#### [Work item]
Return each line of the listing below, unchanged, and omit the images.

═══ Data under study

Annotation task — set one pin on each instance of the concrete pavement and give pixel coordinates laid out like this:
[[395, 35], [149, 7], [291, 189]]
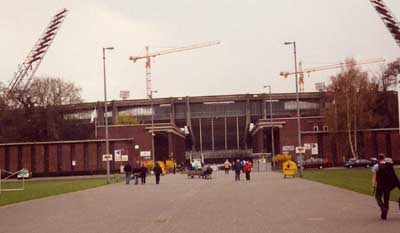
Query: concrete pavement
[[267, 203]]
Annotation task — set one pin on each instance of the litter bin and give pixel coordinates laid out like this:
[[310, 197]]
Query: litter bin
[[289, 169]]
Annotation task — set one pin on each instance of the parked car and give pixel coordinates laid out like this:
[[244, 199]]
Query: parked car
[[314, 163], [358, 163], [24, 173]]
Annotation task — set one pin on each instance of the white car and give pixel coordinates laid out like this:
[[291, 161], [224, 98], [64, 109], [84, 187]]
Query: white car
[[24, 173]]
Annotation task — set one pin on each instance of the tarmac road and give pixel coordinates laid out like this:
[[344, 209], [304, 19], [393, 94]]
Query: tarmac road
[[267, 203]]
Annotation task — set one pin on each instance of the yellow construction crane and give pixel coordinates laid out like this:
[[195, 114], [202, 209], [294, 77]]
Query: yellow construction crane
[[301, 72], [149, 55]]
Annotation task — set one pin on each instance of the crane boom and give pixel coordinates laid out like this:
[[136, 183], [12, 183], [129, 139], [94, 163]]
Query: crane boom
[[31, 63], [149, 55], [301, 72], [328, 67], [388, 19]]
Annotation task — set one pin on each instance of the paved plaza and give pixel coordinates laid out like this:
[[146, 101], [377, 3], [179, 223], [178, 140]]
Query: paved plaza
[[267, 203]]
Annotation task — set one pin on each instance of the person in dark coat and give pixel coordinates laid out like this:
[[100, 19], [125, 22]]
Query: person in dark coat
[[157, 172], [136, 174], [143, 173], [247, 169], [384, 181], [237, 167], [128, 172]]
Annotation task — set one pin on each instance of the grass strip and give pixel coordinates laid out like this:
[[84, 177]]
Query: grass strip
[[357, 180], [45, 188]]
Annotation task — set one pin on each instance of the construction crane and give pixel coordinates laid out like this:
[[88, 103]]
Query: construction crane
[[301, 72], [31, 63], [388, 19], [148, 56]]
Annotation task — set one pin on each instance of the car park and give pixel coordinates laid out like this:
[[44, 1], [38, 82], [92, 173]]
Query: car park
[[358, 163], [314, 163]]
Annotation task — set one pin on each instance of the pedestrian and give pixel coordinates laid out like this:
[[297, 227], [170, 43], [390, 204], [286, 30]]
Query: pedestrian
[[128, 172], [143, 173], [136, 174], [237, 168], [247, 169], [157, 172], [227, 166], [384, 180]]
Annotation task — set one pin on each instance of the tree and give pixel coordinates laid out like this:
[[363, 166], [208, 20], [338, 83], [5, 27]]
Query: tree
[[48, 92], [353, 97], [389, 76], [35, 113]]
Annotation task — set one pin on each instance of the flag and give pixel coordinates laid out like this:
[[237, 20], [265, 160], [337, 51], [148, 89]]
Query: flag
[[93, 115]]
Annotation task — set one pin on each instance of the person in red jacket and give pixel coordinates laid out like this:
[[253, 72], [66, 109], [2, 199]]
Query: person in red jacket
[[247, 169]]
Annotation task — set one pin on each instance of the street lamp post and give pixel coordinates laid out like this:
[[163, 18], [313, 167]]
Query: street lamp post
[[297, 104], [106, 111], [271, 120], [152, 128]]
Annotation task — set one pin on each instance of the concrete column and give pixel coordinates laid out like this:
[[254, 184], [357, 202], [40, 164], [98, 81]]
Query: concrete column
[[100, 113], [260, 141], [171, 145], [114, 108], [189, 123], [172, 112]]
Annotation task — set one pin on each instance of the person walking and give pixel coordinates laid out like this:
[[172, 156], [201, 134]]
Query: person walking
[[384, 180], [143, 173], [128, 172], [247, 169], [227, 166], [136, 174], [237, 168], [157, 172]]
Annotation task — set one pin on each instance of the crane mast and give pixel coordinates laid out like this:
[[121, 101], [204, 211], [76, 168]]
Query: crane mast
[[31, 63], [388, 19], [148, 56]]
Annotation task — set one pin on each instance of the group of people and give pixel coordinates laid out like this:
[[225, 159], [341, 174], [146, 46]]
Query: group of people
[[238, 167], [141, 172], [384, 180]]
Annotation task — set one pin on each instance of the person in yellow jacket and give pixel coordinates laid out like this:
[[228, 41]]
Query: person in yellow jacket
[[227, 166]]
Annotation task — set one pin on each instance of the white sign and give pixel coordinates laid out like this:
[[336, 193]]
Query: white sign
[[314, 148], [300, 150], [145, 153], [287, 148], [107, 157]]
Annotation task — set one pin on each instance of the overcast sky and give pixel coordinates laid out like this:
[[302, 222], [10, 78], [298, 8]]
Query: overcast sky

══════

#### [Final answer]
Annotation task — set one pin on each instance of the concrete pavement and give pixel coordinates laid out like this:
[[395, 35], [149, 7], [291, 189]]
Query: concrete pavement
[[267, 203]]
Annotation task — set one pin on each instance of the litter bin and give pixel coordinates laid out like this:
[[310, 197]]
Query: litter bin
[[289, 169]]
Annotation task — set one pin on each instance of the parked car and give pixel coordinates laid out like this:
[[244, 199]]
Query: parked car
[[314, 163], [358, 163], [24, 173]]
Annotation task — set one pin on each instance of the white car and give pixel coordinates laid out like this:
[[291, 161], [224, 98], [64, 109], [84, 187]]
Query: white car
[[24, 173]]
Annotation task — set one pin on each instance of the tarmac road and give pixel coordinates laid out like this:
[[344, 209], [304, 19], [393, 94]]
Query: tarmac road
[[267, 203]]
Annotation task — set one pin on each instance of the yellow construction crane and give pixel coordinates laid out like this:
[[195, 114], [202, 209], [294, 77]]
Query: yellow construction crane
[[301, 72], [149, 55]]
Annotation task — set one pin on each instance of the crane boom and give pixel coordinates laid out like this:
[[136, 183], [12, 183], [129, 139], [94, 163]]
Query: crane boom
[[31, 63], [149, 55], [301, 72], [328, 67], [388, 19]]
Annotation task — set one pin on each instance of the paved plaza and give pixel coordinates laid out like this:
[[146, 101], [377, 3], [179, 223], [178, 140]]
Query: paved plaza
[[267, 203]]
Annotation task — set one pin on each instance of the person in dark coat and give pixel coordinates laid out like this:
[[100, 19], [125, 22]]
Query: person in dark coat
[[157, 172], [136, 174], [143, 173], [247, 169], [384, 181], [237, 167], [128, 172]]
Annotation task — set one pin on each instance of the grass strip and give pixel coordinates laid out like this:
[[84, 177]]
Query: grass strip
[[357, 180], [45, 188]]
Annotation task — set one pin on each instance of the construction crane and give pixel coordinates laid out like this:
[[88, 103]]
Query: construction crane
[[301, 72], [31, 63], [388, 19], [148, 56]]
Annotation task — set one pin on each instance of the car park and give pixel coordinates laid out like this:
[[44, 1], [38, 82], [92, 173]]
Query: car park
[[358, 163], [314, 163]]
Annotation task — set one pin on each instance of the pedestrian and give pixel coordinates laid out like this:
[[297, 227], [170, 43], [390, 204], [286, 30]]
Query: pedestrian
[[128, 172], [143, 173], [136, 174], [237, 168], [247, 169], [157, 172], [227, 166], [384, 180]]
Annotation task — set one pin on each instance of the tree and give pixel coordinates laid out like this:
[[363, 166], [208, 20], [338, 83], [5, 27]]
Query: tree
[[48, 92], [353, 97], [389, 76], [35, 113]]
Annotation task — set one pin on each instance of the flag and give pixel coordinates laid out like this:
[[237, 20], [265, 160], [337, 51], [148, 89]]
Query: flag
[[93, 115]]
Annotation task — set one pin on each instance of the person in red jacket and give pixel coordinates laid out like this:
[[253, 72], [66, 109], [2, 199]]
Query: person in red jacket
[[247, 169]]
Annotation task — set one pin on each instance of the street lamp post and give pixel coordinates laid out like this:
[[163, 18], [313, 167]]
Query: street lamp post
[[297, 104], [106, 111], [271, 120], [152, 128]]
Annotation task — set one pin on each instance of the concrete column and give pixel coordinates laid out like this:
[[254, 184], [357, 202], [40, 164], [98, 81]]
Query: concrete column
[[100, 113], [260, 141], [171, 145], [114, 108], [189, 123], [172, 112]]
Annotation task — set one pin on each instance of the person walking and give pixel coordinates laid out like this:
[[172, 156], [201, 134]]
Query: person walking
[[384, 180], [143, 173], [128, 172], [247, 169], [227, 166], [136, 174], [237, 168], [157, 172]]
Annotation task — set one pin on each instance of the crane mast and give pixel coordinates laid out like this:
[[121, 101], [204, 211], [76, 168]]
Query: crane mast
[[31, 63], [388, 19], [148, 56]]
Annotation task — set one pin on each instance of the group of people and give pixel coordinates laid out like this:
[[225, 159], [341, 174], [146, 46]]
Query: group of people
[[238, 167], [141, 172], [384, 180]]
Annotation task — set one pin on each instance of the person in yellow jacket and give pixel coordinates laid out like this:
[[228, 41]]
Query: person in yellow jacket
[[227, 166]]
Annotation task — set one pin on each instance of the white sign and give pixel coordinates laid out like this:
[[336, 193]]
Query: white sign
[[314, 148], [300, 150], [145, 153], [287, 148], [107, 157]]
Annotation task — set one pin on each instance of the overcast sky and give pixel coordinates laid out like this:
[[302, 222], [10, 78], [298, 8]]
Query: overcast sky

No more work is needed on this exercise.